▶ _発言記録_
━━━━━━

平成29年9月定例県議会 発言内容(竹内久幸議員)


◆竹内久幸

 

 通告した質問に入ります前に、1点だけ知事に確認をさせていただきたいと思います。

 先ほどの小林東一郎議員の質問の中で、住民監査請求について内容を全く承知していない旨の答弁がありましたけれども、9月26日付の監査委員事務局からの通知によりそれを知り得たはずであり、再度そのことについて答弁をお願いいたします。
      

◎知事(阿部守一)

 

 いささか不明確な御答弁で竹内議員の質問の時間を使わせてしまって大変恐縮でございます。
 御指摘の住民監査請求については、御指摘のとおり、監査委員から私宛て、9月26日付で請求要旨ということで連絡をいただいております。しかしながら、現時点におきまして、その内容については、報告を私のところでは受けていないということで、承知していないということを申し上げたところでありまして、監査委員から私宛ての通知は出ているという状況でございます。
 以上です。
      

◆竹内久幸

 

 わかりました。小林東一郎議員の質問の趣旨は、その住民監査請求が出ている中に、いわゆる当該加算金の支払いについて知事や幹部職員に対する損害賠償請求を怠っているという中身でありまして、ということは、今議会に知事が出されておりますいわゆる特別職の給与の削減の条例、これがもし可決されることになるとかなり影響がでかいという趣旨を申し上げているわけでありまして、そこのところはよく考えて行動をいただきたいということをまず冒頭申し上げて、質問に入りたいと思います。
 今回の大北森林組合問題での県職員の損害賠償請求に関連し、県職員に関する損害賠償請求の監査結果について、田口代表監査委員に伺います。
 大北森林組合問題をめぐり国に返還した補助金のうち、加算金約3億5,000万円について関係職員に対し損害賠償すべき等の住民監査請求が行われたのに対しまして、監査委員は、賠償責任が認められる職員に対しては厳正に対処するとともに、検討の結果について県民に説明すること等の結果を報告をいたしました。

━━━━━━

▶ _提示データ_

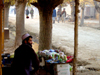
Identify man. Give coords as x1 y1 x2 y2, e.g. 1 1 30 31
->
52 9 56 23
57 9 61 23
11 33 39 75
61 8 66 22
30 8 34 19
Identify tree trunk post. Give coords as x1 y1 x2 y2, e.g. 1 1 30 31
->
80 4 85 26
73 0 79 75
99 13 100 27
70 2 75 22
15 2 26 48
31 0 63 51
4 3 10 28
39 8 53 50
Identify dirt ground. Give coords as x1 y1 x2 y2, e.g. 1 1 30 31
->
4 17 100 75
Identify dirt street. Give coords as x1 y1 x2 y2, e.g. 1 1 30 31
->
6 17 100 75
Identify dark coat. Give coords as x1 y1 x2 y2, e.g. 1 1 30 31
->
52 9 56 17
11 44 39 75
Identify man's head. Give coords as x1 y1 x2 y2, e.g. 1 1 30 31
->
22 33 32 46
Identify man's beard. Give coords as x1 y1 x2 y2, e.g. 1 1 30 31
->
27 43 32 47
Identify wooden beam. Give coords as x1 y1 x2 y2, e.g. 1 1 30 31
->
0 0 4 75
73 0 79 75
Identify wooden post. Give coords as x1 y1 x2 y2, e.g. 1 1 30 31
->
73 0 79 75
0 0 4 75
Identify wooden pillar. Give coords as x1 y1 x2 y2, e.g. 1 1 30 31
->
0 0 4 75
73 0 79 75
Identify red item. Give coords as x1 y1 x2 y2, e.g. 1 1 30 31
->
67 56 73 59
66 58 73 63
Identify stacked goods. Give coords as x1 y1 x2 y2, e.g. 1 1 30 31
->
38 49 73 63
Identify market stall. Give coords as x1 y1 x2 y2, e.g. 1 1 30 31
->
38 49 73 75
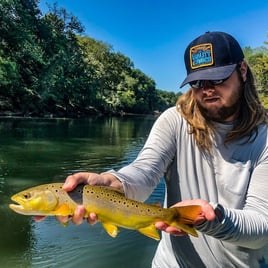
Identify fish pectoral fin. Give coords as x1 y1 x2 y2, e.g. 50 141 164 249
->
102 222 120 237
138 224 160 240
53 204 73 216
172 224 198 237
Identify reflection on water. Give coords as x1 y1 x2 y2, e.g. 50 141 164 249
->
0 117 164 268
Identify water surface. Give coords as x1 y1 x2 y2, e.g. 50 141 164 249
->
0 117 164 268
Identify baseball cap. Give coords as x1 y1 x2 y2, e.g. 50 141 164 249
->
180 32 244 87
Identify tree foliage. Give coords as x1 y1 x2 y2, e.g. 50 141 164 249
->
0 0 176 116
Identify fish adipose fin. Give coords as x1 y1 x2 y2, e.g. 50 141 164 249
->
102 222 119 237
53 204 73 216
138 224 160 240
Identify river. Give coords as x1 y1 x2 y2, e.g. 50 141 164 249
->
0 116 164 268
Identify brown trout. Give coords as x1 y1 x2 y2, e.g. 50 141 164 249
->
9 183 201 240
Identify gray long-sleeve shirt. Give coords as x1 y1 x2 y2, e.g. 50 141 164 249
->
109 107 268 268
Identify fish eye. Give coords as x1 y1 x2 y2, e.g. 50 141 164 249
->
23 193 31 199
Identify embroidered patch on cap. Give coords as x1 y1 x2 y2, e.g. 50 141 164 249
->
190 43 214 69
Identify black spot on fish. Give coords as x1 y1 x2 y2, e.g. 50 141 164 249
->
67 184 85 204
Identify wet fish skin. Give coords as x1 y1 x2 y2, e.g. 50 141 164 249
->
10 183 201 240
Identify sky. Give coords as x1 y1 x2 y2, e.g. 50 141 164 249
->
39 0 268 93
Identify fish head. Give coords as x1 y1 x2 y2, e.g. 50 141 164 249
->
9 189 58 215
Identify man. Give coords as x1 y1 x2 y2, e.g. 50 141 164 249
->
54 32 268 268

━━━━━━

▶ _課題 1_
発言記録のうち、「通告した質問に入ります前に、1点だけ知事に確認をさせていただきたいと思います。」から「いて答弁をお願いいたします。」までの部分をそのまま書き写しなさい。
▶ _課題 2_
発言記録について、次の問いに答えなさい。
(a) 監査委員事務局からの通知は何月何日付か。
(b) 国に返還した補助金のうち、加算金はおよそいくらか。
(c) 竹内議員が監査結果について伺った相手は誰か。
▶ _課題 3_
県議会での竹内議員の発言記録を、示された最後の文に続けて書き進めなさい。
データは発言記録とは関係がない。

▶ _解答 1_
通告した質問に入ります前に、1点だけ知事に確認をさせていただきたいと思います。

 先ほどの小林東一郎議員の質問の中で、住民監査請求について内容を全く承知していない旨の答弁がありましたけれども、9月26日付の監査委員事務局からの通知によりそれを知り得たはずであり、再度そのことについて答弁をお願いいたします。

▶ _解答 2_
(a) 9月26日付
(b) 約3億5,000万円
(c) 田口代表監査委員

▶ _解答 3_
 しかし、平成22年に、当時、会計検査院の指摘により全国的に問題となった不適正な事務費の経理処理等に対する加算金も含む国等に返還した約9,200万円余について、関係職員等に損害賠償を求めるべきとの住民監査請求に対し、当時の監査委員は、会計検査院の指摘に係る事務費の支出については職員の私的流用や着服等の不正行為はなかったことから、県が支出にかかわった職員等に法的に賠償させなければならない損害が発生しているとする事実は認められなかったとして、賠償請求を行う法的根拠がないとしてこのときは棄却しています。
 7年前の監査結果ではありますが、このときの訴えは今回とほとんど同じ内容であり、なぜ今回は違った結論を出したのかの説明責任が果たされておりません。そこで、今回の監査に当たって平成22年に出された住民監査請求との比較検討は行われたのか伺います。
 次に、公共交通について、まず県内幹線高速バスの存続対策について伺います。
 昨年9月30日をもって千曲バスが運行していた佐久長野の高速バスが廃止となりました。また、アルピコ交通が運行する長野松本間の高速バスも、昨年4月、2便減便となりました。いずれも、その原因は採算性や運転手不足に起因すると思われます。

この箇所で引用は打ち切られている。